*Task to carry out*
Within the data, take the part that opens with the line containing "Each instance of the window frame" and closes with the line containing "[[600, 215]]", and write out only those lines again with "window" swapped for "glass pane" everywhere and nothing else altered.

────

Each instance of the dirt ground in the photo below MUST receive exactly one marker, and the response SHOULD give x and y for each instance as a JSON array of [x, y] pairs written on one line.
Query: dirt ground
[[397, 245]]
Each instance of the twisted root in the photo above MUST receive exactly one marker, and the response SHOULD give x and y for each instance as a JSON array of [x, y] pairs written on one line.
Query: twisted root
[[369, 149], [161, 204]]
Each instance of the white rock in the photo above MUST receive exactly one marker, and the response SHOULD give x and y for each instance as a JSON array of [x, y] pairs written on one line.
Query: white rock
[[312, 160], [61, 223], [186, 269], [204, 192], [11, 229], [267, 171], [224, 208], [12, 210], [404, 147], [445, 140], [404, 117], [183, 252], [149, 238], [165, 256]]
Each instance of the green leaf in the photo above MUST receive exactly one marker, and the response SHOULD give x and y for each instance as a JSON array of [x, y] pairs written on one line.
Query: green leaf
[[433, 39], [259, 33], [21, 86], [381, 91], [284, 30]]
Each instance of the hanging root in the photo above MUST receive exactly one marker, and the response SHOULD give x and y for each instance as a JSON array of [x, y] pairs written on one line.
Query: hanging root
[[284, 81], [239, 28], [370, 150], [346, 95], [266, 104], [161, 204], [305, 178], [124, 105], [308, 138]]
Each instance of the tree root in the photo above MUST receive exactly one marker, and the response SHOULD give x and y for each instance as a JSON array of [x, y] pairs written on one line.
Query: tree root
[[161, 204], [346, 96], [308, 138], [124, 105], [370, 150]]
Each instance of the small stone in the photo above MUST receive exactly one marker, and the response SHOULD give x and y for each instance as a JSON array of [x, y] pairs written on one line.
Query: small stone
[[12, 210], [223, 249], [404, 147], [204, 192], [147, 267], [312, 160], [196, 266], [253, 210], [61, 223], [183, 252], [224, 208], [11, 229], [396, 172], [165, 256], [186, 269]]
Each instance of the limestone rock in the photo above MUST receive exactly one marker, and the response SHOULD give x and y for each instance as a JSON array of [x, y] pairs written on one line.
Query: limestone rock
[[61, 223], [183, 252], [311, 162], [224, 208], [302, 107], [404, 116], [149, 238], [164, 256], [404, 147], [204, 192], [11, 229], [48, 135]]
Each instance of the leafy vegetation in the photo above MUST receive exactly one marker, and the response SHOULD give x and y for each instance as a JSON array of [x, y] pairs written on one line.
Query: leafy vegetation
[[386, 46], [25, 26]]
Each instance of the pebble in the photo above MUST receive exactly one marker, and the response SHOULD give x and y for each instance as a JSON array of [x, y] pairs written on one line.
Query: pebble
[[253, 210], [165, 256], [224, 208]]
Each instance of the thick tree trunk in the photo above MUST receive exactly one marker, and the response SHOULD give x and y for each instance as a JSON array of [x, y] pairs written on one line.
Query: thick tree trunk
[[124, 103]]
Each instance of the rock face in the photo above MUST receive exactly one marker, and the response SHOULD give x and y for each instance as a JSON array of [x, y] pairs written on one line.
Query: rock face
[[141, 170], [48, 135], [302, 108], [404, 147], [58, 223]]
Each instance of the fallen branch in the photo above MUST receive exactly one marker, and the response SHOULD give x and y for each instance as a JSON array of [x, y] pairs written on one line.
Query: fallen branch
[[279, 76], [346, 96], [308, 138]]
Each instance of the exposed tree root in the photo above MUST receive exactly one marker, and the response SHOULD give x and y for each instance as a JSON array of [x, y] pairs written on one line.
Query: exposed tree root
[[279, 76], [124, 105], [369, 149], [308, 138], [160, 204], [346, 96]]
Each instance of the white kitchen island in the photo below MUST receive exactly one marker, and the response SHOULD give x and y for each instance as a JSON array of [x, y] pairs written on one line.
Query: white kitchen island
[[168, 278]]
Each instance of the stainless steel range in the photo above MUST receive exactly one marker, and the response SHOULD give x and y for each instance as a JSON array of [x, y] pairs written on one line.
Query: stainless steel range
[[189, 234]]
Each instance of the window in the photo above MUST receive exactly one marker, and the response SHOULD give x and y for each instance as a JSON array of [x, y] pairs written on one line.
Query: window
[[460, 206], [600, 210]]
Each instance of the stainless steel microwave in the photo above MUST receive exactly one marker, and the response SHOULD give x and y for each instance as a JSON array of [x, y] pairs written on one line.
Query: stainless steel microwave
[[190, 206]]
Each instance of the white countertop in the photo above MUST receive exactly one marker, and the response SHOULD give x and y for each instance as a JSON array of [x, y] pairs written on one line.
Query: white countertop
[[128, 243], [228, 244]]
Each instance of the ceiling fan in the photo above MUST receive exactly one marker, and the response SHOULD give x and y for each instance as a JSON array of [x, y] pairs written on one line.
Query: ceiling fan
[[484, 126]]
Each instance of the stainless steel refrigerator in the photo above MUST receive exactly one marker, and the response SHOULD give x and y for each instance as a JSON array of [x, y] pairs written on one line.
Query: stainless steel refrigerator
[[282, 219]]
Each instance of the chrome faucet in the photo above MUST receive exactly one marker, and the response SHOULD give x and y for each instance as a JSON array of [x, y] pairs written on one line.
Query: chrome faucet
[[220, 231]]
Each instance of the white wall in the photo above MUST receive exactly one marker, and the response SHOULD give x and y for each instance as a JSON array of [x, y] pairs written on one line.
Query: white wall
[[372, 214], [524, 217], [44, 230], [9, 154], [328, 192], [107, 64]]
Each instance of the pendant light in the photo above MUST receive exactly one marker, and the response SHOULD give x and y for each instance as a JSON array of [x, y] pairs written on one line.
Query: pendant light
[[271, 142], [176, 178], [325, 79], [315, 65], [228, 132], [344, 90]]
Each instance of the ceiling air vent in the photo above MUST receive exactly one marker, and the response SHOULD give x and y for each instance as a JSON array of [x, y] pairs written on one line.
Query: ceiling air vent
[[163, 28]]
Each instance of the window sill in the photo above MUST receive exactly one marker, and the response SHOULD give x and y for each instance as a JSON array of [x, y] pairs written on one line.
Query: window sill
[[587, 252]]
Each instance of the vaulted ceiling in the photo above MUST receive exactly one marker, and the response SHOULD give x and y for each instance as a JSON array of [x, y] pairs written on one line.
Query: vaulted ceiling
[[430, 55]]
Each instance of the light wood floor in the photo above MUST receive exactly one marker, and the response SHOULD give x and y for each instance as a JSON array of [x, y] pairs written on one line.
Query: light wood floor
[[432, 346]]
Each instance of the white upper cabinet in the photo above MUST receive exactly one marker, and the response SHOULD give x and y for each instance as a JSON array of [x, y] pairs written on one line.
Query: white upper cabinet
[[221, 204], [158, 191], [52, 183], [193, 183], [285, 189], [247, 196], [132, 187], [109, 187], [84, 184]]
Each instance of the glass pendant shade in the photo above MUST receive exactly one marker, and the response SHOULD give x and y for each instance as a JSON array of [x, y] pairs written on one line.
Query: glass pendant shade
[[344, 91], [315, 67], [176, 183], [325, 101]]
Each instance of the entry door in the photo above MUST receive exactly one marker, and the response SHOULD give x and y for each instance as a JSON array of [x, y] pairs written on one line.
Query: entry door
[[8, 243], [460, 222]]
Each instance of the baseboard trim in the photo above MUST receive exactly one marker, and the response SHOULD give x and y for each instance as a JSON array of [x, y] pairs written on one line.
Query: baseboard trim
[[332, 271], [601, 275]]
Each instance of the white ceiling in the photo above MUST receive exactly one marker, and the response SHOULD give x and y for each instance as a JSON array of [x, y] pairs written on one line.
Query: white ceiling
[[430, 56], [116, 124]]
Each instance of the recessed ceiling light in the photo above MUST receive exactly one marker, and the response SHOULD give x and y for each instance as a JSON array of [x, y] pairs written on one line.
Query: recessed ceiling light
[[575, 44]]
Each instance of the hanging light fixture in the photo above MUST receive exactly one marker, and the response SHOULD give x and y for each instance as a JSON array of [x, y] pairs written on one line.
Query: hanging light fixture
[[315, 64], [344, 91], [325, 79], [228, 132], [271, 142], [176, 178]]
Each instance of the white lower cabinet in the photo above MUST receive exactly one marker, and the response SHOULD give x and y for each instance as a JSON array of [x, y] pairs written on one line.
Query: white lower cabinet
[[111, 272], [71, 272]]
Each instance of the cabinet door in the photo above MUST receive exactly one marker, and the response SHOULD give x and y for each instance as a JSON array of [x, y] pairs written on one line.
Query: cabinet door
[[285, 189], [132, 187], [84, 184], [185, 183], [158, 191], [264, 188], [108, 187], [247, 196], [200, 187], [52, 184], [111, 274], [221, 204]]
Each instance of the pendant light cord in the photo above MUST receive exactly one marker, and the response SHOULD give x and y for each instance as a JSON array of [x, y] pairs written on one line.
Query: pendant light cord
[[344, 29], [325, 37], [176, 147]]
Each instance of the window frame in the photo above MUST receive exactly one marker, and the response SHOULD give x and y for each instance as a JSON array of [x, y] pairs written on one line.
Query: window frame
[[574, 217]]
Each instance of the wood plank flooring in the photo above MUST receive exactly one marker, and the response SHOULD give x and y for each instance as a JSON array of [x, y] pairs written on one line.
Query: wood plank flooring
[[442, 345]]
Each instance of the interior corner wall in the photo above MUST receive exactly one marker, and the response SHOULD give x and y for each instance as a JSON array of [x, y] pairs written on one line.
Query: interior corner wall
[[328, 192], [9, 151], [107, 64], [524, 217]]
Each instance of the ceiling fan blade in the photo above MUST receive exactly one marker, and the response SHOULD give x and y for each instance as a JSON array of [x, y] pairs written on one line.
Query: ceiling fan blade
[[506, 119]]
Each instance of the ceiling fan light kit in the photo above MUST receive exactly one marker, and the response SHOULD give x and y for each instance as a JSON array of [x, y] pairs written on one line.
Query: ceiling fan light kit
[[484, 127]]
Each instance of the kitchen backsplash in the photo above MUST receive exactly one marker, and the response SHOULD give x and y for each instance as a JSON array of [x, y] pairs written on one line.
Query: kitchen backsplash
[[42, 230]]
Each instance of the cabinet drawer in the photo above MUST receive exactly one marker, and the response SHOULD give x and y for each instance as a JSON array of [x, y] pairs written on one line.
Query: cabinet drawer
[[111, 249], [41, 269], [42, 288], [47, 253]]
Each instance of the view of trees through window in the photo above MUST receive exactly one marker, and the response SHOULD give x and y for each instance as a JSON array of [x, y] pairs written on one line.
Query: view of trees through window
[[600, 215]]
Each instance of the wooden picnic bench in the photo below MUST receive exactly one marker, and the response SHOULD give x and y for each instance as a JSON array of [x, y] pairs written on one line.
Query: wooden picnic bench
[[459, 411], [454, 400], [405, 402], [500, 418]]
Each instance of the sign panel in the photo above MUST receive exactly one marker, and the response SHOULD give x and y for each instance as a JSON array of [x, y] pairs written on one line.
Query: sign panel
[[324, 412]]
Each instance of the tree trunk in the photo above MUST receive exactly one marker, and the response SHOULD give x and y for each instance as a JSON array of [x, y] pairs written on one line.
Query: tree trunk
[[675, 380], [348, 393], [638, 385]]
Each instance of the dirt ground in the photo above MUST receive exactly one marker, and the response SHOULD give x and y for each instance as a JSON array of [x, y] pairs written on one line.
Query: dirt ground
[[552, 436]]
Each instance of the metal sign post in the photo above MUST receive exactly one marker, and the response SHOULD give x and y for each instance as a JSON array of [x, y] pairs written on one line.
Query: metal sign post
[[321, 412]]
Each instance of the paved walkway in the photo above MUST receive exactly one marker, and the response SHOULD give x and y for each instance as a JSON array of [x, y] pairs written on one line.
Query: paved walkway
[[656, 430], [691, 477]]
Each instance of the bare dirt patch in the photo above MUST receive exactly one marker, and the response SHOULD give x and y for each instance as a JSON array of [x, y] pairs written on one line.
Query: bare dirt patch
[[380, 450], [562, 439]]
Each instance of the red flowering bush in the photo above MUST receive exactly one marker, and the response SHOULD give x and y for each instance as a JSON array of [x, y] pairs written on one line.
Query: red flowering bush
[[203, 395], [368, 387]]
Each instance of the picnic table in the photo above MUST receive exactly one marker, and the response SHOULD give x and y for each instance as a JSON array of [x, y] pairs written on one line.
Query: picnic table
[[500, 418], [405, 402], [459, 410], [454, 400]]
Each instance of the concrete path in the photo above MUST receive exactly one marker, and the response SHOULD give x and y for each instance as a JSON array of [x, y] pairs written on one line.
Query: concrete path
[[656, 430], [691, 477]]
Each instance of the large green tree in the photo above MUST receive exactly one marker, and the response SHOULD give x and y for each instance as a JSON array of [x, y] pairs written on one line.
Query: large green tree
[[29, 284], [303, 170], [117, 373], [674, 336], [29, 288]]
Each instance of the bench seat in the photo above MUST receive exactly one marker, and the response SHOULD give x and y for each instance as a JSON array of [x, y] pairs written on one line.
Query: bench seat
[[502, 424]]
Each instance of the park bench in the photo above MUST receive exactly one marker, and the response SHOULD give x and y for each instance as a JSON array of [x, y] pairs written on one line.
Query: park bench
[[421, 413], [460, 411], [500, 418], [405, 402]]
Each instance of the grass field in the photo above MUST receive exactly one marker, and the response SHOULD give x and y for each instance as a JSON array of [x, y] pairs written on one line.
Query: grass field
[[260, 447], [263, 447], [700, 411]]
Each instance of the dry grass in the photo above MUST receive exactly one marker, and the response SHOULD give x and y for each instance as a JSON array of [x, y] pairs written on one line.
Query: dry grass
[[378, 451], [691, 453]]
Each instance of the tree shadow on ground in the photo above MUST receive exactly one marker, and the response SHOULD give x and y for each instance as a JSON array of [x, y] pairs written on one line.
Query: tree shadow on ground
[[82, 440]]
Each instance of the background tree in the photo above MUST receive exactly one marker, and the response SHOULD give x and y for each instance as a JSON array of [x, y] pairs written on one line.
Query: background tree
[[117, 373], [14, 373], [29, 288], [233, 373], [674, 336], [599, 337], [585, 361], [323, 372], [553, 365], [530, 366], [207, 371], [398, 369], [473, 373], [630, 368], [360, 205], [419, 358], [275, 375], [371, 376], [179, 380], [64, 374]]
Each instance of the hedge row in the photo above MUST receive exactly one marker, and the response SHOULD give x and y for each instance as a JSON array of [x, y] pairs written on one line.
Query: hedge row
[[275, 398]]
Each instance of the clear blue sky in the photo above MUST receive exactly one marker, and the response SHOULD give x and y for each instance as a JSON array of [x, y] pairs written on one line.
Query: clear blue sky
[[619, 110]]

────

*Right answer*
Each instance of the glass pane frame in the photo above MUST receive exactly one marker, and the response SHOULD give x and y for each instance as a JSON array of [x, y] pairs written on one line.
Query: glass pane frame
[[574, 217]]
Each instance of the wood plank flooring in the photo above MUST receive exactly one marker, and the response SHOULD give x and y for each instance as a JSON array of [x, y] pairs written on one line.
Query: wood plank flooring
[[442, 345]]
Each instance of the interior corner wall in the photo above MUST receive exactly one marker, and the response SHOULD give x and y for each instance as a JSON array of [x, y] pairs written on one line.
Query: interior corner wall
[[328, 192], [9, 151], [107, 64], [524, 217]]
Each instance of the ceiling fan blade in the photo above MUST receive exactly one marker, and the response SHOULD give x and y for each instance as a JSON array of [x, y] pairs written on one line.
Query: ceiling fan blade
[[506, 119]]
Each instance of the ceiling fan light kit in the photo above MUST receive exactly one marker, and the response SHOULD give x and y for each instance as a JSON array of [x, y] pairs written on one line.
Query: ceiling fan light kit
[[484, 127]]
Each instance of the kitchen backsplash in the photo above MUST receive exactly one marker, and the response SHOULD give x and y for each instance as a JSON array of [x, y] pairs written on one line.
Query: kitchen backsplash
[[42, 230]]
Each instance of the cabinet drawer in the photo above MUST receive exactly one marker, and the response SHOULD give x and y for each instance as a JSON array of [x, y] pairs written on one line.
Query: cabinet drawer
[[111, 249], [41, 269], [42, 288], [47, 253]]
Each instance of the view of trees through glass pane in the photo above MUST receive exactly one marker, and the response SHOULD give x and y for each instance as a JSON array of [x, y] pairs written on one line.
Query: view of trees through glass pane
[[600, 215]]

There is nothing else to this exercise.